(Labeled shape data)
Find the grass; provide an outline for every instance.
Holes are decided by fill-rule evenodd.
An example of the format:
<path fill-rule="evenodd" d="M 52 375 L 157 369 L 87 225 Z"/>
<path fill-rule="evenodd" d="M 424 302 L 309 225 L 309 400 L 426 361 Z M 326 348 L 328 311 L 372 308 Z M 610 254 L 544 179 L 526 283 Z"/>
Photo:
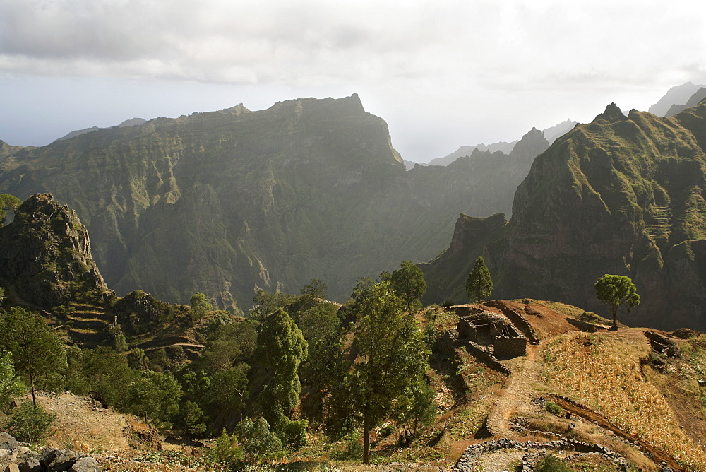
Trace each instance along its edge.
<path fill-rule="evenodd" d="M 691 468 L 706 470 L 706 454 L 680 429 L 635 353 L 606 336 L 562 336 L 544 348 L 544 377 L 558 391 L 602 411 L 616 426 Z"/>

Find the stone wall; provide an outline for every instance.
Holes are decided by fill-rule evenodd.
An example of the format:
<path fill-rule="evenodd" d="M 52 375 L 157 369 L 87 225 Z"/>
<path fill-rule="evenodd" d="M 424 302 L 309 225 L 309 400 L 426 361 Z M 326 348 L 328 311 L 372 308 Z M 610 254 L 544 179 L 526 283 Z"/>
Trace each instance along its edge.
<path fill-rule="evenodd" d="M 515 358 L 527 353 L 527 340 L 523 338 L 498 336 L 495 338 L 496 357 Z"/>
<path fill-rule="evenodd" d="M 505 375 L 510 375 L 513 373 L 513 371 L 503 365 L 503 364 L 498 360 L 497 358 L 489 353 L 480 344 L 477 344 L 472 341 L 469 341 L 466 345 L 466 350 L 467 350 L 468 353 L 474 357 L 479 362 L 485 364 L 493 370 L 497 370 L 500 373 Z"/>

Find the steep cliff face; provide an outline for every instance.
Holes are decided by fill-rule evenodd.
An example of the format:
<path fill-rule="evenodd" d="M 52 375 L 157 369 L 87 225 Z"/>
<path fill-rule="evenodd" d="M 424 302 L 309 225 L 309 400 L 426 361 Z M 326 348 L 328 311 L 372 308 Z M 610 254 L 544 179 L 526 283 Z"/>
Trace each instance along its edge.
<path fill-rule="evenodd" d="M 85 227 L 49 194 L 28 199 L 0 228 L 0 277 L 24 300 L 47 307 L 107 290 Z"/>
<path fill-rule="evenodd" d="M 611 104 L 537 157 L 504 233 L 467 258 L 483 254 L 493 297 L 604 313 L 593 283 L 627 275 L 642 302 L 624 319 L 706 328 L 705 138 L 706 105 L 661 119 Z"/>
<path fill-rule="evenodd" d="M 297 293 L 317 278 L 342 298 L 358 277 L 429 260 L 459 213 L 510 211 L 524 177 L 503 179 L 510 164 L 406 172 L 385 122 L 354 95 L 13 149 L 0 158 L 0 193 L 51 191 L 75 208 L 119 295 L 186 303 L 198 291 L 246 309 L 256 287 Z"/>

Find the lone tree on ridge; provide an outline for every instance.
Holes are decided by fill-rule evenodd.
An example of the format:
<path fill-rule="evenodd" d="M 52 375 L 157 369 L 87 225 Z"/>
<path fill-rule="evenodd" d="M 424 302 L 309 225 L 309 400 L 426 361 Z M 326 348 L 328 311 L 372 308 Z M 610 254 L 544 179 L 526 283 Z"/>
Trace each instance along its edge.
<path fill-rule="evenodd" d="M 486 267 L 483 256 L 479 256 L 473 270 L 466 279 L 466 293 L 472 302 L 480 303 L 484 298 L 490 297 L 493 293 L 493 279 L 490 271 Z"/>
<path fill-rule="evenodd" d="M 640 295 L 638 295 L 635 284 L 630 277 L 606 273 L 602 277 L 599 277 L 593 286 L 596 289 L 596 296 L 598 300 L 611 308 L 614 329 L 618 329 L 616 313 L 621 305 L 626 306 L 628 313 L 631 308 L 640 305 Z"/>

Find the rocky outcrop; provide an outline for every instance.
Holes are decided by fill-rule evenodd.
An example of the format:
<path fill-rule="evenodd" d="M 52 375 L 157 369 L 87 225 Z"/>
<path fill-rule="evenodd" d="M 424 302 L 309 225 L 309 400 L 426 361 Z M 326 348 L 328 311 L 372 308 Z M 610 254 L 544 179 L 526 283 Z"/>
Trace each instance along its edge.
<path fill-rule="evenodd" d="M 454 466 L 454 472 L 471 472 L 478 470 L 478 466 L 482 464 L 484 454 L 495 451 L 503 449 L 520 450 L 525 452 L 521 464 L 521 470 L 534 471 L 534 462 L 540 455 L 538 451 L 575 451 L 578 453 L 590 453 L 598 454 L 610 461 L 618 471 L 628 470 L 628 461 L 619 454 L 600 444 L 583 442 L 569 438 L 562 438 L 556 441 L 548 442 L 535 442 L 526 441 L 520 442 L 508 439 L 501 439 L 496 441 L 486 441 L 472 444 L 466 448 L 461 457 Z"/>
<path fill-rule="evenodd" d="M 252 305 L 256 287 L 296 293 L 316 278 L 343 300 L 361 276 L 429 260 L 461 212 L 509 213 L 534 157 L 405 172 L 387 124 L 357 94 L 159 118 L 3 153 L 0 193 L 51 191 L 74 208 L 119 295 L 188 303 L 201 292 L 235 312 Z"/>
<path fill-rule="evenodd" d="M 625 275 L 642 302 L 619 312 L 623 321 L 706 329 L 705 147 L 706 104 L 666 119 L 626 117 L 611 104 L 534 160 L 502 231 L 491 240 L 454 234 L 462 250 L 421 266 L 438 290 L 427 301 L 462 300 L 467 261 L 482 255 L 495 298 L 554 300 L 607 315 L 594 283 Z"/>
<path fill-rule="evenodd" d="M 47 307 L 107 291 L 85 227 L 49 194 L 30 196 L 0 228 L 0 277 L 25 300 Z"/>
<path fill-rule="evenodd" d="M 8 472 L 98 472 L 97 461 L 88 454 L 69 449 L 44 448 L 33 452 L 19 446 L 17 441 L 6 432 L 0 433 L 0 464 Z"/>

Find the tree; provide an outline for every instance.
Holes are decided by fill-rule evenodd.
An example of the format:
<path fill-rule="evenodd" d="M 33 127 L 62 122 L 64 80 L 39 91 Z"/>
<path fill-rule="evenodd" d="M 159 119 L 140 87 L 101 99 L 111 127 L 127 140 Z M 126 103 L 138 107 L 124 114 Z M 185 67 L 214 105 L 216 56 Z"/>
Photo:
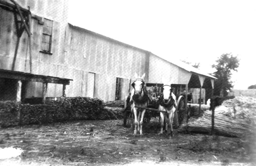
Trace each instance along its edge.
<path fill-rule="evenodd" d="M 187 62 L 186 60 L 181 60 L 181 62 L 183 62 L 185 63 L 186 63 L 187 64 L 188 64 L 188 65 L 191 65 L 191 62 Z M 197 68 L 197 69 L 199 69 L 199 67 L 200 67 L 200 63 L 195 63 L 195 64 L 194 64 L 193 65 L 191 65 L 192 66 L 193 66 L 194 67 Z"/>
<path fill-rule="evenodd" d="M 256 85 L 251 85 L 250 86 L 249 86 L 249 87 L 248 87 L 248 89 L 256 89 Z"/>
<path fill-rule="evenodd" d="M 230 53 L 224 53 L 216 61 L 216 65 L 212 67 L 216 69 L 213 75 L 218 79 L 214 81 L 215 96 L 226 96 L 227 90 L 233 88 L 233 82 L 230 80 L 232 71 L 237 71 L 239 66 L 239 60 L 237 56 L 234 57 Z"/>

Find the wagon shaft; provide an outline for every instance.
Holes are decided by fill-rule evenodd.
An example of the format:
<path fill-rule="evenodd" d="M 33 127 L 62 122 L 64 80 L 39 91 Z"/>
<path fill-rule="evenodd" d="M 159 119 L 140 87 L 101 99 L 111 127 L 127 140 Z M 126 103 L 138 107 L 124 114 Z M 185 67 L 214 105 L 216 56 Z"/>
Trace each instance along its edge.
<path fill-rule="evenodd" d="M 157 109 L 147 108 L 147 107 L 143 107 L 139 106 L 135 106 L 135 107 L 138 108 L 142 108 L 142 109 L 147 109 L 147 110 L 153 110 L 153 111 L 156 111 L 158 112 L 166 113 L 166 110 L 159 110 Z"/>

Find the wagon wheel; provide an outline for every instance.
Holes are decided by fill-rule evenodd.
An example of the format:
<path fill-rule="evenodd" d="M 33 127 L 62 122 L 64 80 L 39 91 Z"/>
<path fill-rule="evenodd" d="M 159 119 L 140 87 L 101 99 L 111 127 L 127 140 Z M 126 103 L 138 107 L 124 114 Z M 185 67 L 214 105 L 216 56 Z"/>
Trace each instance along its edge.
<path fill-rule="evenodd" d="M 180 96 L 178 99 L 177 106 L 177 111 L 178 114 L 178 121 L 179 124 L 181 124 L 185 116 L 186 109 L 185 108 L 185 98 L 183 96 Z"/>
<path fill-rule="evenodd" d="M 151 120 L 151 116 L 148 113 L 148 112 L 146 110 L 145 115 L 144 115 L 143 123 L 148 123 L 150 122 Z"/>

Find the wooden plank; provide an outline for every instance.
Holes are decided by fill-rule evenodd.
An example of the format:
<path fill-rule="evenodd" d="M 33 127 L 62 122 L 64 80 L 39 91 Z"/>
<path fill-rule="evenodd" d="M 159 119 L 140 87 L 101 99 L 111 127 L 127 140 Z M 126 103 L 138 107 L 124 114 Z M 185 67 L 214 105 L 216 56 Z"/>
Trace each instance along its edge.
<path fill-rule="evenodd" d="M 43 104 L 45 104 L 45 103 L 46 103 L 47 91 L 47 83 L 43 82 L 42 83 L 42 102 Z"/>
<path fill-rule="evenodd" d="M 63 85 L 63 87 L 62 87 L 62 97 L 66 97 L 66 85 Z"/>
<path fill-rule="evenodd" d="M 40 82 L 69 85 L 72 79 L 10 71 L 0 70 L 0 78 L 14 79 Z"/>
<path fill-rule="evenodd" d="M 145 109 L 146 110 L 152 110 L 152 111 L 156 111 L 158 112 L 167 113 L 167 111 L 166 111 L 166 110 L 159 110 L 159 109 L 155 109 L 155 108 L 143 107 L 142 106 L 135 106 L 135 107 L 138 108 Z"/>

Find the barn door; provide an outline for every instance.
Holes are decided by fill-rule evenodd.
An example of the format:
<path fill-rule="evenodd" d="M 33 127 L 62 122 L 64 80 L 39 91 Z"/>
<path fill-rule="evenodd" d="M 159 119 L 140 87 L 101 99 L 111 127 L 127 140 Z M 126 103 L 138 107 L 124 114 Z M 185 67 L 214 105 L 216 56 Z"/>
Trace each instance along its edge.
<path fill-rule="evenodd" d="M 95 82 L 95 73 L 88 73 L 87 78 L 87 96 L 94 97 L 94 85 Z"/>

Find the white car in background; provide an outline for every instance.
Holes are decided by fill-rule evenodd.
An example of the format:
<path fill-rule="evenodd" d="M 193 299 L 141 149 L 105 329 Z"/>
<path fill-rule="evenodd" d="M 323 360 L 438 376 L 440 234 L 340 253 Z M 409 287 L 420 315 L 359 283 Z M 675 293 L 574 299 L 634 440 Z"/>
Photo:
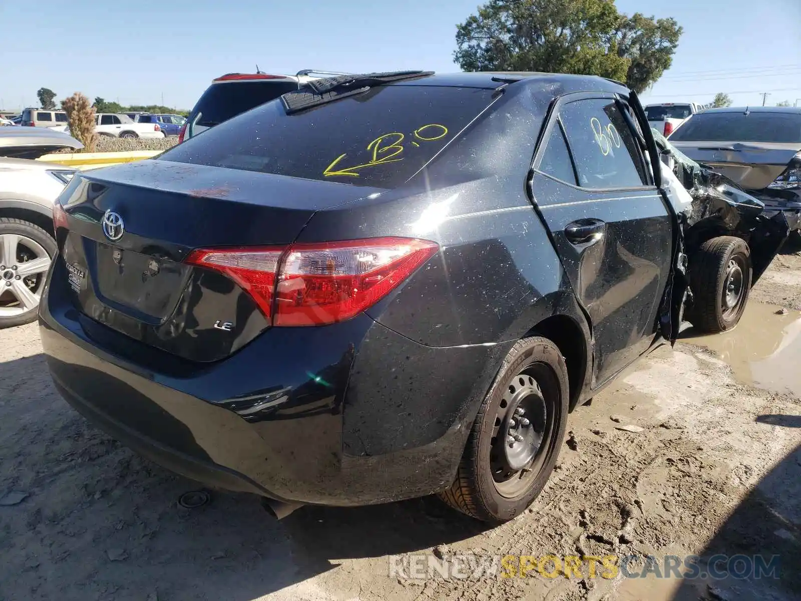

▶ TASK GOAL: Reproduce the lines of the data above exactly, beginning with the line that contains "Find the barn" and continuing through the end of the data. Omit the pictures from your answer.

▶ ANSWER TO THIS EXERCISE:
Find the barn door; provide an outline for every instance.
Holes are decided by fill-rule evenodd.
An example of the format:
<path fill-rule="evenodd" d="M 33 127 L 62 122 L 64 80 L 39 91 Z"/>
<path fill-rule="evenodd" d="M 159 119 L 140 87 L 101 99 L 111 127 L 127 140 Z M 126 103 L 138 107 L 124 114 Z M 185 67 L 214 105 L 216 56 Z"/>
Trace each instance along its edge.
<path fill-rule="evenodd" d="M 95 82 L 95 73 L 88 73 L 87 78 L 87 96 L 94 97 L 94 85 Z"/>

Find the white car in background; provide an outline for every instance.
Holes are decided by fill-rule evenodd.
An example of the format:
<path fill-rule="evenodd" d="M 193 299 L 141 149 L 105 329 Z"/>
<path fill-rule="evenodd" d="M 323 360 L 438 376 L 440 234 L 340 253 Z M 409 287 L 420 315 L 359 283 Z M 675 293 L 574 299 L 634 440 Z"/>
Photo:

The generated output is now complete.